--- Start ---

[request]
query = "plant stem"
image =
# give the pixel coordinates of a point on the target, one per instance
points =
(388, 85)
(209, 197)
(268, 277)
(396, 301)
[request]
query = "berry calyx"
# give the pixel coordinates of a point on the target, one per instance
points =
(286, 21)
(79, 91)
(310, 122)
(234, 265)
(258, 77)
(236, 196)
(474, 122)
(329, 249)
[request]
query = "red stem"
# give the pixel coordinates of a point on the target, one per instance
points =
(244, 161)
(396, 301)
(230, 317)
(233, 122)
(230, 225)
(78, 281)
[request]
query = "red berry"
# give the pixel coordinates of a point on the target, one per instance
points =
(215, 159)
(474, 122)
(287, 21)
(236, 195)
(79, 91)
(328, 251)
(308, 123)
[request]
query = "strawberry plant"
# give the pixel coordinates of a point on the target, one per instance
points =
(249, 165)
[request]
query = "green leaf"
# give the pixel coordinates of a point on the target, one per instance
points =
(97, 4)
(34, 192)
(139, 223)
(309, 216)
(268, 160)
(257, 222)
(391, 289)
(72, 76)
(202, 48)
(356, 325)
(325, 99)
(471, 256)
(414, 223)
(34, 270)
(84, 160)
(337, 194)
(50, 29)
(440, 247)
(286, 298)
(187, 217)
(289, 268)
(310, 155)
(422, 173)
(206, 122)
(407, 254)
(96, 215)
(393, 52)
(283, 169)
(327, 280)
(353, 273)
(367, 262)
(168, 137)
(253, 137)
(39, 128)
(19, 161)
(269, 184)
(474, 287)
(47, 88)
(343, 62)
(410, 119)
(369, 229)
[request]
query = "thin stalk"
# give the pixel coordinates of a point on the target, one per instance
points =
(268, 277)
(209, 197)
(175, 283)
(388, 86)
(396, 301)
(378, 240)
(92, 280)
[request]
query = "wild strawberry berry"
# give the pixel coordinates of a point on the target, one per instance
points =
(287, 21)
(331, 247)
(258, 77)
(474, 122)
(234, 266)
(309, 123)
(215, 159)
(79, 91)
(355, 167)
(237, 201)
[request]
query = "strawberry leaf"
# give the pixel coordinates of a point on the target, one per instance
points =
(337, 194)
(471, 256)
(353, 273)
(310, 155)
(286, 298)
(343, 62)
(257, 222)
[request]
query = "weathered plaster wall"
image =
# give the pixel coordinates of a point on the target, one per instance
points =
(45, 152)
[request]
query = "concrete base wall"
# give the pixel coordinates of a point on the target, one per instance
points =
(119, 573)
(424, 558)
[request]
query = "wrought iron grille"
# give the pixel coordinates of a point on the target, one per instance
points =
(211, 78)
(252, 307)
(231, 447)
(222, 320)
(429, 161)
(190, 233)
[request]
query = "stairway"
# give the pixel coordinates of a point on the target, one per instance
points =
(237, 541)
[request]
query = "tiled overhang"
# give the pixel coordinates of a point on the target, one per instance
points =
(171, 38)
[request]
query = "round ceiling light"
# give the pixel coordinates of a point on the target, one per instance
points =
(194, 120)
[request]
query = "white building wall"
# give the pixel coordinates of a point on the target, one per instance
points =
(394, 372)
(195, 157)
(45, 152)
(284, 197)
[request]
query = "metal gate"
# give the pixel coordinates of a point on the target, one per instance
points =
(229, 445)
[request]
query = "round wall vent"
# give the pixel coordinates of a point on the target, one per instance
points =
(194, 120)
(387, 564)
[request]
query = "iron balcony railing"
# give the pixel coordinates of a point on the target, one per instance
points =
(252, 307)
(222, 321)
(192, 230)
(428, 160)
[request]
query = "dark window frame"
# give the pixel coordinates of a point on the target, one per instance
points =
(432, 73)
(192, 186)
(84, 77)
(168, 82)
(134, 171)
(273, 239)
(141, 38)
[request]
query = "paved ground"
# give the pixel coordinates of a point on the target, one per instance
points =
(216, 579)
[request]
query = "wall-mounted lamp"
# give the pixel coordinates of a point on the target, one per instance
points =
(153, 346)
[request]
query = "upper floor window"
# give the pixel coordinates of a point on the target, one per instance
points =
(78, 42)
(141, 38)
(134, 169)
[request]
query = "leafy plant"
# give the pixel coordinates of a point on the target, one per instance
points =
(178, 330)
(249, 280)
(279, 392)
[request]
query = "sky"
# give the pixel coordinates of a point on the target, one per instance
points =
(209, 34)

--- End ---

● YOUR INSTRUCTIONS:
Would you reproduce all the entries exactly?

● FULL RESPONSE:
[request]
query = "plant stem"
image =
# give the pixel coordinates of a point on the target, one per instance
points =
(388, 85)
(209, 197)
(268, 277)
(396, 301)
[request]
query = "berry calyx"
# give the pixel coordinates of a point on the target, one per instance
points =
(286, 21)
(79, 91)
(310, 122)
(234, 265)
(258, 77)
(236, 196)
(474, 122)
(329, 249)
[request]
query = "red stem"
# give the pixel coordinates of a point on the target, one per instance
points =
(244, 161)
(396, 301)
(230, 317)
(233, 122)
(230, 225)
(78, 281)
[request]
query = "red berry"
# give the pixel coordinates of a point on the target, one per instance
points =
(215, 159)
(474, 122)
(287, 21)
(236, 195)
(79, 91)
(328, 251)
(308, 123)
[request]
query = "strawberry plant"
# give the pixel coordinates of a point on the target, one per instance
points =
(249, 165)
[request]
query = "green leaf"
# give the pixel coordinates of a point on the target, one per instance
points =
(97, 4)
(34, 192)
(139, 223)
(309, 216)
(268, 160)
(257, 222)
(391, 289)
(72, 76)
(202, 48)
(356, 325)
(325, 99)
(471, 256)
(414, 223)
(34, 270)
(84, 160)
(337, 194)
(50, 29)
(440, 247)
(286, 298)
(187, 217)
(289, 268)
(310, 155)
(422, 173)
(206, 122)
(407, 254)
(96, 215)
(393, 52)
(283, 169)
(327, 280)
(353, 273)
(367, 262)
(168, 137)
(253, 137)
(39, 128)
(19, 161)
(269, 184)
(474, 287)
(47, 88)
(343, 62)
(410, 119)
(369, 229)
[request]
query = "thin stalk"
# give the pixel coordinates of a point on the target, one per instance
points =
(268, 277)
(209, 197)
(175, 283)
(388, 86)
(396, 301)
(378, 240)
(92, 280)
[request]
query = "wild strawberry berry"
# give the pixel coordinates of a point on the target, one per instance
points =
(287, 21)
(331, 247)
(258, 77)
(474, 122)
(234, 266)
(309, 123)
(215, 159)
(79, 91)
(355, 167)
(237, 201)
[request]
query = "strawberry leaf"
# give the pixel coordinates of a point on the target, one per instance
points =
(337, 194)
(471, 256)
(353, 273)
(310, 155)
(286, 298)
(343, 62)
(257, 222)
[request]
query = "weathered plaster wall"
image =
# give the pixel coordinates of a point on the target, one per instance
points =
(45, 152)
[request]
query = "concrete base wall"
# give the pixel coordinates of a point on the target, one per instance
points =
(119, 573)
(424, 558)
[request]
query = "wrought iron grille"
# give the pixel coordinates of a point on the target, one per instance
points =
(211, 78)
(252, 307)
(231, 447)
(222, 320)
(429, 161)
(190, 233)
[request]
query = "stairway"
# give the pixel coordinates of a point on the target, one per instance
points =
(237, 541)
[request]
query = "tiled overhang"
# give the pixel coordinates of a point on the target, one per instance
points =
(171, 38)
[request]
query = "round ceiling light"
# give the pixel coordinates of a point on the target, one per instance
points =
(194, 120)
[request]
query = "white building wall"
# give the pixel coordinates of a point on the target, one per instance
points =
(394, 372)
(195, 157)
(45, 152)
(284, 197)
[request]
query = "metal gate"
# give the pixel coordinates of a point on the target, one per instance
points =
(229, 445)
[request]
query = "round wall vent"
# give the pixel coordinates of a point on the target, one per instance
points =
(194, 120)
(387, 564)
[request]
query = "iron balcony railing"
# give the pixel coordinates of a point on the target, one per instance
points =
(252, 307)
(222, 321)
(192, 230)
(428, 160)
[request]
query = "dark window frame"
# give the pixel coordinates of a point on the target, one per instance
points =
(432, 73)
(192, 186)
(84, 77)
(168, 82)
(134, 171)
(273, 239)
(141, 38)
[request]
query = "paved ground"
# give the pixel coordinates of a point on the target, one per instance
points =
(216, 579)
[request]
query = "wall-mounted lamp"
# give the pixel coordinates of a point on the target, one per instance
points =
(153, 346)
[request]
query = "upper floor window"
# give the pixel coordinates of a point on the target, one per instance
points =
(78, 42)
(141, 38)
(134, 169)
[request]
query = "leafy plant"
# give the pixel coordinates of a point on the target, one per instance
points =
(178, 330)
(249, 280)
(279, 392)
[request]
query = "sky"
# give the pixel coordinates of a point on the target, one per instance
points =
(209, 34)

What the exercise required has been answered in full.